··· MATERIAL FOR THE TASK ···
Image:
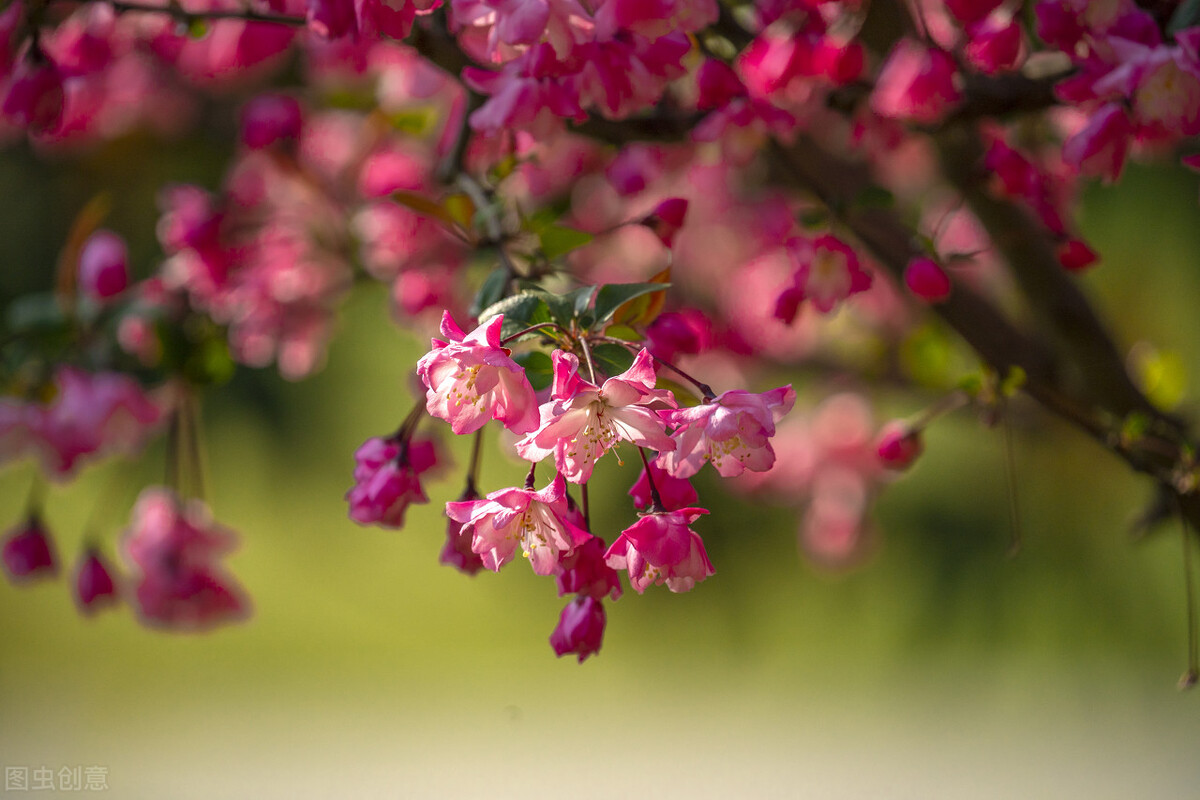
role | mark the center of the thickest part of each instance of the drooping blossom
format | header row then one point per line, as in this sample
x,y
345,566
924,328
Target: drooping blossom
x,y
28,552
899,445
91,415
456,552
732,432
95,588
916,84
675,493
580,630
471,379
387,480
178,548
827,271
586,572
661,548
583,421
103,265
535,522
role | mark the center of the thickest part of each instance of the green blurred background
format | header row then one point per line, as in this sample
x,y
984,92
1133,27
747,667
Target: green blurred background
x,y
939,668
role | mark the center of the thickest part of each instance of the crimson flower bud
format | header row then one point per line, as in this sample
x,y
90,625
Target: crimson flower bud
x,y
927,280
899,445
29,553
94,585
103,265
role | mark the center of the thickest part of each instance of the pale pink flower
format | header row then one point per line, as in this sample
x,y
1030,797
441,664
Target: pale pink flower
x,y
583,421
661,548
177,547
471,379
580,630
535,522
732,432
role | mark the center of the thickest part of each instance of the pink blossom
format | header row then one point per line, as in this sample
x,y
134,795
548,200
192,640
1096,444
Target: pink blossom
x,y
586,572
827,272
103,265
916,84
537,522
583,421
899,445
456,552
661,548
732,432
94,585
269,119
387,480
91,415
471,379
35,97
580,630
675,493
927,280
177,547
28,552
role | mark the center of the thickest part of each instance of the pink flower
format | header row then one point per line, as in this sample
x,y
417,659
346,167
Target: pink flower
x,y
732,432
898,445
471,379
827,272
583,421
28,552
927,280
580,630
586,572
673,492
661,548
177,547
387,480
537,522
916,84
103,265
94,585
1101,146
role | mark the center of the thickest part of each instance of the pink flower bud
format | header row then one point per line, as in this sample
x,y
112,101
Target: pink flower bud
x,y
268,119
1075,256
899,445
28,552
94,585
35,96
927,280
103,265
580,629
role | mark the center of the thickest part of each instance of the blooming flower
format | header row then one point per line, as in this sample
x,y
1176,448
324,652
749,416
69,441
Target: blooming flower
x,y
471,379
177,547
732,432
661,548
537,522
583,421
580,630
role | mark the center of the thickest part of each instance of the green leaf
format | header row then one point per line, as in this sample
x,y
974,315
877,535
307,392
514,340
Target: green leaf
x,y
623,332
491,292
559,240
520,311
612,295
539,368
612,359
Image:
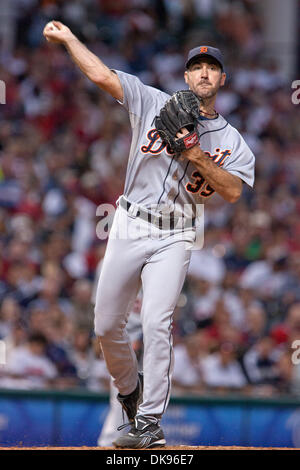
···
## WRITTEN REQUEST
Locate every line in the records that contains the word "blooming" and copy each of those lines. Treat case as significant.

## RESULT OF THE TASK
role | mark the center of the thickest part of each instance of the blooming flower
Target: blooming flower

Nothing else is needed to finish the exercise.